#### [Work to be completed]
Copy out the entire passage on the APL's past speakers, membership, and publications word for word.

#### [Given text]
Some past keynote or plenary speakers have included: Rosi Braidotti, Pheng Cheah, Jacques Derrida, Steve Dixon, Peter Eisenman, Frank Gehry, Peter Greenaway, Sneja Gunew, Steven Holl, Dominique Janicaud, Alphonso Lingis, Mario Perniola, Jacques Rancière, Stelarc, Slavoj Žižek

Membership

Membership in the APL includes access to conference programs, special discounts on conference registration fees and at conference hotels, receipt of various APL brochures and publications, the Bibliography of Books Published by APL Members, the opportunity to submit a conference paper, and the support of an extensive range of useful information made available on the APL website. Membership also includes a free book from the ongoing Textures series consisting of uniquely focused volumes of essays derived from previous IAPL/APL
conferences.

Publications

The IAPL in concert with established publishers produces volumes resulting from its annual conferences.  These books are fully edited, shaped, and recast as in-depth studies of a given topic with some of the major contributors to a particular IAPL conference.

#### [Records provided]
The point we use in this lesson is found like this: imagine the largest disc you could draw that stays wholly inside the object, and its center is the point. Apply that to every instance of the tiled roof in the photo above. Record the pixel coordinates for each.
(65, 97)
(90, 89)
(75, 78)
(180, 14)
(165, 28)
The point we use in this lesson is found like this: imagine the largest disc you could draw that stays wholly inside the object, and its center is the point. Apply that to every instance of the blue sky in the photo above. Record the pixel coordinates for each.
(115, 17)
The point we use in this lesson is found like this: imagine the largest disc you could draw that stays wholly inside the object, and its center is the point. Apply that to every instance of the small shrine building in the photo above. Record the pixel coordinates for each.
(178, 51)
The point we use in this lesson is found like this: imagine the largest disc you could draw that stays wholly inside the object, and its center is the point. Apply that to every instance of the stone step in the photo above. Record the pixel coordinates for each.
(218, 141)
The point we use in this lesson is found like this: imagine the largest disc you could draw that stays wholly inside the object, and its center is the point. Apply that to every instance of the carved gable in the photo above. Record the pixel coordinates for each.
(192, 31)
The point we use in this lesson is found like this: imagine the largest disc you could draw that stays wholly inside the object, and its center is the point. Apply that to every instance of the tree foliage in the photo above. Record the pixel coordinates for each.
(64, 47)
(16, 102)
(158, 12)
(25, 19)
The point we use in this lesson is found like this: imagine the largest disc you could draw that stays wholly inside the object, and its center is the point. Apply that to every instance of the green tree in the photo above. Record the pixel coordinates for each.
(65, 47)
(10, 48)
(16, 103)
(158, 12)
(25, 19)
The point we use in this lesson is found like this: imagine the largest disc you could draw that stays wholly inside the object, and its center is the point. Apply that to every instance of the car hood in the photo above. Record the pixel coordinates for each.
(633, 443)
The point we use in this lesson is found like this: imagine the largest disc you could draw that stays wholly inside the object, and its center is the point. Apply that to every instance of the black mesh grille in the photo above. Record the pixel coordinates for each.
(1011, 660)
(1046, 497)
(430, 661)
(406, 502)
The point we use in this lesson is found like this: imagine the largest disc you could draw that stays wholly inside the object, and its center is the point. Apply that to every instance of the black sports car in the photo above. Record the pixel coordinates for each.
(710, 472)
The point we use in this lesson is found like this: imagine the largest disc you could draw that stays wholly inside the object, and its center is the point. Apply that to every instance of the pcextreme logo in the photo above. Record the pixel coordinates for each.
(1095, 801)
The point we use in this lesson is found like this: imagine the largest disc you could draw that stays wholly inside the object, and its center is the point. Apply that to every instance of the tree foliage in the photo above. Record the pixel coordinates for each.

#### [Full solution]
Some past keynote or plenary speakers have included: Rosi Braidotti, Pheng Cheah, Jacques Derrida, Steve Dixon, Peter Eisenman, Frank Gehry, Peter Greenaway, Sneja Gunew, Steven Holl, Dominique Janicaud, Alphonso Lingis, Mario Perniola, Jacques Rancière, Stelarc, Slavoj Žižek

Membership

Membership in the APL includes access to conference programs, special discounts on conference registration fees and at conference hotels, receipt of various APL brochures and publications, the Bibliography of Books Published by APL Members, the opportunity to submit a conference paper, and the support of an extensive range of useful information made available on the APL website. Membership also includes a free book from the ongoing Textures series consisting of uniquely focused volumes of essays derived from previous IAPL/APL
conferences.

Publications

The IAPL in concert with established publishers produces volumes resulting from its annual conferences.  These books are fully edited, shaped, and recast as in-depth studies of a given topic with some of the major contributors to a particular IAPL conference.